## Task prompt
Please quote the items below word for word, starting at the line that contains "the person in" and continuing through the last line of the items.
___ Records provided ___
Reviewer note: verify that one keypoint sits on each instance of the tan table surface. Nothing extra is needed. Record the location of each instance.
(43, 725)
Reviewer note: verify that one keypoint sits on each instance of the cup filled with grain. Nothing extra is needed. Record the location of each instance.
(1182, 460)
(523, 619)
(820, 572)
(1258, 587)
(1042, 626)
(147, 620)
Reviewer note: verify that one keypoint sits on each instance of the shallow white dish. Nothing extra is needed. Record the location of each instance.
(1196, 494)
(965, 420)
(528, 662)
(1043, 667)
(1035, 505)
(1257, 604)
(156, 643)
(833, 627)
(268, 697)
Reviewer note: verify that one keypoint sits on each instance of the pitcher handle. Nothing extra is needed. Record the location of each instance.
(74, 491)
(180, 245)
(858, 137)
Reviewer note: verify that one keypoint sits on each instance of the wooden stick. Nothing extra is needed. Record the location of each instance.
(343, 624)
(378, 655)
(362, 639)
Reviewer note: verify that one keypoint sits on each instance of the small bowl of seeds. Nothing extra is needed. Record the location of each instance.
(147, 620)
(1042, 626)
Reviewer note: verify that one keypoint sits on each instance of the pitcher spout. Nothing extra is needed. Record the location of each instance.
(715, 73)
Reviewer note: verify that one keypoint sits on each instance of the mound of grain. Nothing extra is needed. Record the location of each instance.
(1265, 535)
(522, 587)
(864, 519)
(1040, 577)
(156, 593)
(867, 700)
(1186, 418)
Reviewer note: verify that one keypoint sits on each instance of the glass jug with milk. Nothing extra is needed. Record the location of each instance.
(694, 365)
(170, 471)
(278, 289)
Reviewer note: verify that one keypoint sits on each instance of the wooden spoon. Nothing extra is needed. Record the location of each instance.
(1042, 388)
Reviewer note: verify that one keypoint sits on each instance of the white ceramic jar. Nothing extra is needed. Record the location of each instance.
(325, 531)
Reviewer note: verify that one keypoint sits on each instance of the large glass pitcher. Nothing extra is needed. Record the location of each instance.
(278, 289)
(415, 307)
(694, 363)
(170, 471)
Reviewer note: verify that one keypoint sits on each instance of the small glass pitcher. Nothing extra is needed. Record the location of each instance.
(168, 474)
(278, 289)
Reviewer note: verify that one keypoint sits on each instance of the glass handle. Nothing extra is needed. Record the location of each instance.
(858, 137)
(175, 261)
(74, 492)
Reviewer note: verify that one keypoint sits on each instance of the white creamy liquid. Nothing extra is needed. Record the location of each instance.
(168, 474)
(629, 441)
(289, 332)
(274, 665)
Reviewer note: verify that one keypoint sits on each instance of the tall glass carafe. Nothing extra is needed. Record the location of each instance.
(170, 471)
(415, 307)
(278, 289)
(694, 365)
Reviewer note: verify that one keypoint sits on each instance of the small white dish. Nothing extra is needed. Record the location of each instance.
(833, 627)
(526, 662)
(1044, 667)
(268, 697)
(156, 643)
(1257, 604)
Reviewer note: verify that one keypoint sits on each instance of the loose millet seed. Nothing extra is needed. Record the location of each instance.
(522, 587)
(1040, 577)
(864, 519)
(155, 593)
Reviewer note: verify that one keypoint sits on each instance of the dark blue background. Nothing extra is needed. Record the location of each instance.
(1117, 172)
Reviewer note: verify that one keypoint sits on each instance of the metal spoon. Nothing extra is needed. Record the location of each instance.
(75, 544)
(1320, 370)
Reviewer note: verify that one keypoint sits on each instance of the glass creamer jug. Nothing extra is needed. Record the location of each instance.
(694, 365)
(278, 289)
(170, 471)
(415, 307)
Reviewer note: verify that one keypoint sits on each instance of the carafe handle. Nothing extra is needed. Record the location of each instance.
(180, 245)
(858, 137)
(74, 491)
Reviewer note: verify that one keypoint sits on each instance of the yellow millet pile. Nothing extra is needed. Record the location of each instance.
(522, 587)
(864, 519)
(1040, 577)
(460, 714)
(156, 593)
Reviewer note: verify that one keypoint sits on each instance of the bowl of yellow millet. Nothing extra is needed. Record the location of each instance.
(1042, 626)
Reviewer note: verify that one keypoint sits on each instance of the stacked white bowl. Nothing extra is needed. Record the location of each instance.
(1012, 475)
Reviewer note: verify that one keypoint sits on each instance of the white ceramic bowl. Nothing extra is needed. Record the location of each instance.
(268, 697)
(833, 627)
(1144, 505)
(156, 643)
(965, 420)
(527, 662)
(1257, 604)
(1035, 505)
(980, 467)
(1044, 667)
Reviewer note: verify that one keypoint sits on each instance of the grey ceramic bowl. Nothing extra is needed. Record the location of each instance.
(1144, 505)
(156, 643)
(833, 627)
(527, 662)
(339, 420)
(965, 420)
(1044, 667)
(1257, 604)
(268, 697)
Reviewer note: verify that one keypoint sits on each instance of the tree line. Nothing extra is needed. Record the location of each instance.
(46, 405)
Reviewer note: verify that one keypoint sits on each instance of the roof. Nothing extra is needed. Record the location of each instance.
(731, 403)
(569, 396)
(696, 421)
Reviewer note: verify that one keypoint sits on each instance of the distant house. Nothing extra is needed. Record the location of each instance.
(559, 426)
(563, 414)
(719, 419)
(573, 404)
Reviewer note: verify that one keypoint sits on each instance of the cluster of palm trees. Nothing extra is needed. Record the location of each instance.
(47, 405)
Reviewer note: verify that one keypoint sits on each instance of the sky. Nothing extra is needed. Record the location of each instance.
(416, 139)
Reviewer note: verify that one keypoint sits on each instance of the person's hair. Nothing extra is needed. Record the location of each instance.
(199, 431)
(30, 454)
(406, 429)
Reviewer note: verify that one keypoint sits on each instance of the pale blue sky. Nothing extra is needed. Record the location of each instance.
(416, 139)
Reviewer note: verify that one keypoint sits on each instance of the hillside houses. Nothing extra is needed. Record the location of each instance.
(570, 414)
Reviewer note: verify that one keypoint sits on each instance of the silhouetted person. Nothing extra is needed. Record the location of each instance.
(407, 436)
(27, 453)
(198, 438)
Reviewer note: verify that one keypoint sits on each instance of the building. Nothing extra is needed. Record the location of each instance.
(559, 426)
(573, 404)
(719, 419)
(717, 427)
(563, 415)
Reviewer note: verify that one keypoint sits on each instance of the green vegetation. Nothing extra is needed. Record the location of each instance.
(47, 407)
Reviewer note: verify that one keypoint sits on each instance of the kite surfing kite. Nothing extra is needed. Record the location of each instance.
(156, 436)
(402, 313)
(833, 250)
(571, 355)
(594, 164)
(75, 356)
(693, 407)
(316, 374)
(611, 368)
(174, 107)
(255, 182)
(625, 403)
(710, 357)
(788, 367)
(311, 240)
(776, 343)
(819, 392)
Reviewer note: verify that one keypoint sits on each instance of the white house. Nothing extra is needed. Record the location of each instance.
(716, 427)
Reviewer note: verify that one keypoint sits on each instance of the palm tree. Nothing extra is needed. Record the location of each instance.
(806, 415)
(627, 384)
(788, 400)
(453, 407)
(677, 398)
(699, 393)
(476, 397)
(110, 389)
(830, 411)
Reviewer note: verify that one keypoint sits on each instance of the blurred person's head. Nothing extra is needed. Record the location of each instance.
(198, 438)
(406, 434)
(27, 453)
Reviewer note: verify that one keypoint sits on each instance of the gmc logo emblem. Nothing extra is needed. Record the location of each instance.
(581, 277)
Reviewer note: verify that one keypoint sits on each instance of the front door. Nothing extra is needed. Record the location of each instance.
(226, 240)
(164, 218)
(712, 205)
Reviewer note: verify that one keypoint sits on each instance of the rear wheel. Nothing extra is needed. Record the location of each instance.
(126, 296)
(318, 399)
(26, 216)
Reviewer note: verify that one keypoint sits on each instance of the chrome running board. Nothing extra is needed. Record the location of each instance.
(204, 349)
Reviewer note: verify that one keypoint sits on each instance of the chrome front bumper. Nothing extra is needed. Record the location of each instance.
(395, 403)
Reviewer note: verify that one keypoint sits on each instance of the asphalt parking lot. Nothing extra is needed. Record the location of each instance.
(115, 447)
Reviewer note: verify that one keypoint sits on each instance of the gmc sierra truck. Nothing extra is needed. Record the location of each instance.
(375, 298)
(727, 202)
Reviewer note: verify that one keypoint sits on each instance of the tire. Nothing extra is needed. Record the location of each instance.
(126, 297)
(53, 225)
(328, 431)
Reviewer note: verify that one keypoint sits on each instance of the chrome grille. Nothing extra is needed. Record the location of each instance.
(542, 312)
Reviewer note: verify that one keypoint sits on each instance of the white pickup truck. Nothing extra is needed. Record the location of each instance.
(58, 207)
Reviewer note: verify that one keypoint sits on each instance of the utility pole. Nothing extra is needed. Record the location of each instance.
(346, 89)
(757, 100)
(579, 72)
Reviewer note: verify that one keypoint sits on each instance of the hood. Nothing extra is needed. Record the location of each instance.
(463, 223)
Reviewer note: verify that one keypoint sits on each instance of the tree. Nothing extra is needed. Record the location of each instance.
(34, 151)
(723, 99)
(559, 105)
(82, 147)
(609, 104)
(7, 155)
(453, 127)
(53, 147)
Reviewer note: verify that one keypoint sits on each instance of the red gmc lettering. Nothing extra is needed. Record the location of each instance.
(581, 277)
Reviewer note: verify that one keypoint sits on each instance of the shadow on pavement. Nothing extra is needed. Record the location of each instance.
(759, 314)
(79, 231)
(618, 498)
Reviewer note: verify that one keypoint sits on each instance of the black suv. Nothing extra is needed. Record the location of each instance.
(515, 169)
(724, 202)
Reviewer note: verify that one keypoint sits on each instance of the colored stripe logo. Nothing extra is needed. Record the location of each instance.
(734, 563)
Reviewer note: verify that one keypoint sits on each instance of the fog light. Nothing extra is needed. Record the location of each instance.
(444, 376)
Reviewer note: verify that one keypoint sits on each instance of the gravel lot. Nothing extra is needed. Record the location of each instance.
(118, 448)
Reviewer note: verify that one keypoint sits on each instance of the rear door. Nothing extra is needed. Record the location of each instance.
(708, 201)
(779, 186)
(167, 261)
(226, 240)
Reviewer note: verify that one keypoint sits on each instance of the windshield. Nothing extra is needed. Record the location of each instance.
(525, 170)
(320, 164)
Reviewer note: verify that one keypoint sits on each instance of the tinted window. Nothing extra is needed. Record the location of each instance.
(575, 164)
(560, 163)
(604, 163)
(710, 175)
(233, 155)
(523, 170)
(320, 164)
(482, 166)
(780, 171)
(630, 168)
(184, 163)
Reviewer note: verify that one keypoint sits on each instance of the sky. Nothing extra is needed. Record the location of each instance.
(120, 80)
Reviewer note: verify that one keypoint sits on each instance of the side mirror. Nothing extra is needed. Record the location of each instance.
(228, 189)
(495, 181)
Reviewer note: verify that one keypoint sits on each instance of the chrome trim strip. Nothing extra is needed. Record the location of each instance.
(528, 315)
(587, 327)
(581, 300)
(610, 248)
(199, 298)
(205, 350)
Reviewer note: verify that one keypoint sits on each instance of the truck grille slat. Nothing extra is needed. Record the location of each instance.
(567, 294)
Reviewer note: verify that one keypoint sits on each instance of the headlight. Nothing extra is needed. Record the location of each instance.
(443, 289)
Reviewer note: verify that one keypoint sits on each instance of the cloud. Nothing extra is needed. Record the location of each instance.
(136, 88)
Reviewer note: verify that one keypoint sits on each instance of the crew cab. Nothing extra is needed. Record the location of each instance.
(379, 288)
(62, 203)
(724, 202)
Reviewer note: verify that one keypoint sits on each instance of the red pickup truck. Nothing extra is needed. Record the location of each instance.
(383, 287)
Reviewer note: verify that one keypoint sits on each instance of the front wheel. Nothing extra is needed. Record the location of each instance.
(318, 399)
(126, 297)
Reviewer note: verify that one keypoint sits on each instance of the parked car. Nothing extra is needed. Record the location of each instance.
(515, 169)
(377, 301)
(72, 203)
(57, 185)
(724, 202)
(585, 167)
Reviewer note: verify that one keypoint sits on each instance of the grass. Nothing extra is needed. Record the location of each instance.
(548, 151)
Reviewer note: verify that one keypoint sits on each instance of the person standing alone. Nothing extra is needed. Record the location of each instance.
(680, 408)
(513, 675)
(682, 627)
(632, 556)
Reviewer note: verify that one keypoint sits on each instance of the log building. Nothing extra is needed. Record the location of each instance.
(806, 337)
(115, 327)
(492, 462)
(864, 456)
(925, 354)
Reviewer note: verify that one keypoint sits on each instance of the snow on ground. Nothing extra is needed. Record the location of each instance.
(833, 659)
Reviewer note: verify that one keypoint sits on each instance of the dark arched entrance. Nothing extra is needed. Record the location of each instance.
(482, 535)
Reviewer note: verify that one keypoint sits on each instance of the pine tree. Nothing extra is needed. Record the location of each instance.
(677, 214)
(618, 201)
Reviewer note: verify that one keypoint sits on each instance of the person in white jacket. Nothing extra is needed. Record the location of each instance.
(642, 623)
___
## Result of the task
Reviewer note: verify that one keypoint sits on each instance of the person in white jacket. Nothing extra is needed. Record the location of each instance.
(642, 623)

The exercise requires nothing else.